> **GIVEN TASK 1**
In the film editing interview, which movie's script made the editor say, "I hope people are going to listen"?
> **GIVEN TASK 2**
List every person named in the film editing interview.
> **GIVEN TASK 3**
Extend the film editing interview from its last line.

> **PROVIDED PASSAGE**
____________

Happy Birthday! You’re 80 years old today, is that right?

No, closer to 85, actually!

Oh surprise. The internet is wrong! Well you’re still going strong either way.

I’m still going strong and I still love editing.

What’s the secret?

I don’t know what the secret is. I started editing many years ago, and when I met Steven [Spielberg], I started getting really inspired with the work and it was a lot of fun. And he loves the editing room and I love it, too, so we became a team. I love working with him, and don’t forget: look at the great films I’ve been getting over the years.

I think of you two very much like one might think of Thelma Schoonmaker and Martin Scorsese or Ron Howard and his editing collaborators, Mike Hill and Daniel P. Hanley. You’ve worked together very consistently since “Close Encounters of the Third Kind.” How important has that consistency been to your work and his?

It’s wonderful, because when I’m through with a movie I try to forget it. I don’t want to carry any baggage with me from the previous movie. It’s like every time I start a movie, I’m a beginner. It’s like the first time I’m editing and it’s all new and exciting. A new world. It’s like traveling around the world, except the world of movies. And we work very well. I’ll tell you, part of the reason is that ever since I was young, I was a listener. I’m a very good listener. So when Steven talks, I listen closely. I listen to what he says and then I listen to what I think he means and then I listen to myself. And then I put a scene together, because I’m adding to it as well. And when we started doing “Bridge of Spies,” I read the script and I said, “I hope people are going to listen,” because the key is if there’s a good actor doing some good acting, you want to hear it all. You don’t want to be cutting away and interfering with somebody’s wonderful performance, and maybe an important performance. So that’s what I do. I’m a listener. I think he appreciates that. Nothing mysterious. It’s probably the greatest secret. For all the editors: instead of talking, listen.

____________

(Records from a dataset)
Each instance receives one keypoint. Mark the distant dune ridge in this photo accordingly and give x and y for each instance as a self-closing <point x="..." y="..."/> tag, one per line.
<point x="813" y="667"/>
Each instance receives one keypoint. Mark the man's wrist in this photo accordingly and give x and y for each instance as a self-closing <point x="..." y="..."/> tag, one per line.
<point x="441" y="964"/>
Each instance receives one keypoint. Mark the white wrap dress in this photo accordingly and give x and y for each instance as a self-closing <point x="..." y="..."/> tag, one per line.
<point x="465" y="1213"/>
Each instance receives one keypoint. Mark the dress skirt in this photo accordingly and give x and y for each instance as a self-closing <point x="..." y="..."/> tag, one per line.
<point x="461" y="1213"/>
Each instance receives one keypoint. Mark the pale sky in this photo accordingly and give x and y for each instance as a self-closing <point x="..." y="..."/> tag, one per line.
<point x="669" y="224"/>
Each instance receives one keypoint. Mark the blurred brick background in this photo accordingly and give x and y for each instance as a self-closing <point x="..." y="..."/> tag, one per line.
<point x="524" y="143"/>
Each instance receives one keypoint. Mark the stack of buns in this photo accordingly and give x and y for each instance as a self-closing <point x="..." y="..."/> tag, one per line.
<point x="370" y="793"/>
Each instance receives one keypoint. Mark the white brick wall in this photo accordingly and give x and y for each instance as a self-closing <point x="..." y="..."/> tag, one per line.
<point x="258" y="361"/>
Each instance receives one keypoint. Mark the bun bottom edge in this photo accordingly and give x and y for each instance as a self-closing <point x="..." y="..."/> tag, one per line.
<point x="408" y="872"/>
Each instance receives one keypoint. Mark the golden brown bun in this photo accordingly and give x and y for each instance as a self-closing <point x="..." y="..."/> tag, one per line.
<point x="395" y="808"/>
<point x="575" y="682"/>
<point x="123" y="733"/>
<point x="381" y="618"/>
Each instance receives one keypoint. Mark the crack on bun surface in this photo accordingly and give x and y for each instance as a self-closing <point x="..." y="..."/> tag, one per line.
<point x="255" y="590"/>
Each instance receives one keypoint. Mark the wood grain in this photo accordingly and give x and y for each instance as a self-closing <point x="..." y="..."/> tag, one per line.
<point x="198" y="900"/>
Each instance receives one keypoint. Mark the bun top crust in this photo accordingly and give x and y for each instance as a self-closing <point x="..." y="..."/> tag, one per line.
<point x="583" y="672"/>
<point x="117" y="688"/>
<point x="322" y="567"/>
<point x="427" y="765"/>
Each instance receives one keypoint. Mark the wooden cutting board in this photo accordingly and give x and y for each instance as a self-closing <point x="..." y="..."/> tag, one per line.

____________

> **RIGHT ANSWER 1**
"Bridge of Spies."

> **RIGHT ANSWER 2**
Steven Spielberg, Thelma Schoonmaker, Martin Scorsese, Ron Howard, Mike Hill, Daniel P. Hanley

> **RIGHT ANSWER 3**
On “Bridge of Spies,” what was the biggest hurdle? Was it trimming it down in the macro or was it a specific scene that you had difficulty honing?

Well, you say macro. I mean the macrocosmic view in the film for us is we felt it was longer than it should have been. So we went in and started giving it a haircut. We trimmed it down. We did a lot of juxtapositioning to tell the story. This is what we did until Steven felt that it was the best way we could do the story, you know. But we gave it a lot of options, a lot of possibilities. And we’d been trimming it down and working on it when I started cutting the new film, you know, “The BFG.” So we did a lot of work on it and I think it shows because the transitions are nice. We were going for that. And it’s a wonderful story. For me there’s a lot that I didn’t know about the story. I didn’t know there was a college kid that was involved with it when I was alive in the ’50s. So I learned a lot on the show.

It’s interesting because it’s almost like it’s two movies. It’s bisected, with the Soviet spy being caught and his trial, and then of course the negotiation for Powers’ release in Germany.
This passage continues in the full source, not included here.